Reading passage:
START
For most of these quantitative studies however, numerical models usually require a large number of parameters that makes it difficult to test their validity and to identify the main mechanisms governing the urbanization process. On the other hand, theoretical approaches propose in general a large set of coupled equations that are difficult to handle and amenable to quantitative predictions that can be tested against data. In addition, even if a qualitative understanding is brought by these theoretical models, empirical tests are often lacking.
The recent availability of geolocalized, historical data (such as in Perret et al., 2015 for example) from world cities (Angel et al., 2012) have the potential to change our quantitative understanding of urban areas and allows us to revisit with a fresh eye long-standing problems. Many cities created open-data websites (Mason, 2013) and the city of New York (US) played an important role with the release of the PLUTO dataset (short for Property Land Use Tax lot Output), where tax lot records contain very useful information about the urbanization process. For example, in addition to the location, property value, square footage etc., this dataset gives access to the construction date for each building. This type of geolocalized data at a very small spatial scale allows to monitor precisely the urbanization process in time.
These datasets allow in particular to produce ‘age maps’ where the construction date of buildings is displayed on a map (see Figure 1 for the example of the Bronx borough in New York City). Many age building maps are now available: Chicago (Jacobsen, 2013), New York City, (Brandom, 2016), Ljubljana, Slovenia, (Plahuta, 2013), Reykjavik, Iceland, (Riggott, 2016), etc. In addition to be visually attractive (see for example, Morphocode, 2016; Palmer, 2014), these maps together with new mapping tools (such as the urban layers proposed in Morphocode, 2016) provide qualitative insights into the history of specific buildings and also into the evolution of entire neighborhoods. Palmer (2013) studied the evolution of the city of Portland (Oregon, US) from 1851 and observed that only 942 buildings are still left from the end of the 19th-century, while 75,434 buildings were built at the end of the 20th-century and are still standing, followed by a steady decline of new buildings construction since 2005. Inspired by Palmers map, Plahuta (2013) constructed a map of building ages in his home town of Ljubljana, Slovenia, and proposed a video showing the growth of this city from 1500 until now (O’Hara, 2016). Plahuta observed that the number of new buildings constructed each year displays huge spikes that signalled important events: an important spike occurred when people were able to rebuild a few years after a major earthquake hit the area in 1899, and other periods of rebuilding occurred after the two world wars. In the case of Los Angeles (USA), the ‘Built:LA project’ shows the ages of almost every building in the city and allows to reveal the city growth over time (Ureta, 2016).
END
Dataset records:
START
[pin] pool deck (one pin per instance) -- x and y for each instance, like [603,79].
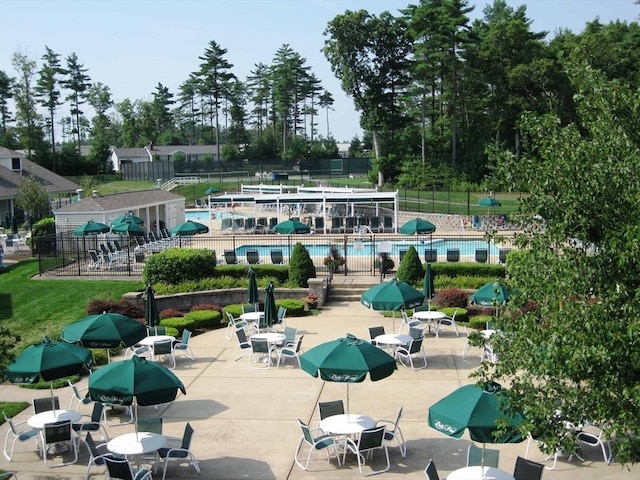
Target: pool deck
END
START
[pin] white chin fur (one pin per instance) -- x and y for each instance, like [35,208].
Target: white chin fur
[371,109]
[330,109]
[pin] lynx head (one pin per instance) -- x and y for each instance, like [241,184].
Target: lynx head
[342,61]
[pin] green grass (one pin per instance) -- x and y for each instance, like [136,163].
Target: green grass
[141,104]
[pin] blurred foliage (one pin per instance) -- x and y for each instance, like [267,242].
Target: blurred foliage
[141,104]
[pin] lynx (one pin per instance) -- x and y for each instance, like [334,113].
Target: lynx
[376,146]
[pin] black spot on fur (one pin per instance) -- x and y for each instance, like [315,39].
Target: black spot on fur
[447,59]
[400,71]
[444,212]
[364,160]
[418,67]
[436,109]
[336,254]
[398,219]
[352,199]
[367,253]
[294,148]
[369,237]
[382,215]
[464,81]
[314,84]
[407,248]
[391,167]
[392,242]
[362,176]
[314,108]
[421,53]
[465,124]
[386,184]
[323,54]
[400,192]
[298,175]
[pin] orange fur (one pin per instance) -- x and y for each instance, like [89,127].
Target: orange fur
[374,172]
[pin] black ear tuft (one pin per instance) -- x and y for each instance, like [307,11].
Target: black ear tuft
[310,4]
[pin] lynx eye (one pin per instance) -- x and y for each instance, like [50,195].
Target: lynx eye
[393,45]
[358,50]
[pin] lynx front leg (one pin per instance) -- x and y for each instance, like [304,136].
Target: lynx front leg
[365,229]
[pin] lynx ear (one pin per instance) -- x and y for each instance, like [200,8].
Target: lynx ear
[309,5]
END
Directive:
Condense the passage on urban data and building age maps into two sentences.

Full response:
Numerical models of urbanization need many parameters and theoretical approaches rely on hard-to-handle equations that often lack empirical tests, but newly available geolocalized historical data, such as New York's PLUTO dataset with the construction date of each building, allow the urbanization process to be monitored precisely over time. These data make it possible to produce age maps, now available for cities including Chicago, New York City, Ljubljana, and Reykjavik, which give qualitative insights into the history of buildings and neighborhoods, as seen in Palmer's study of Portland and in Plahuta's observation of spikes in new construction in Ljubljana that followed an 1899 earthquake and the two world wars.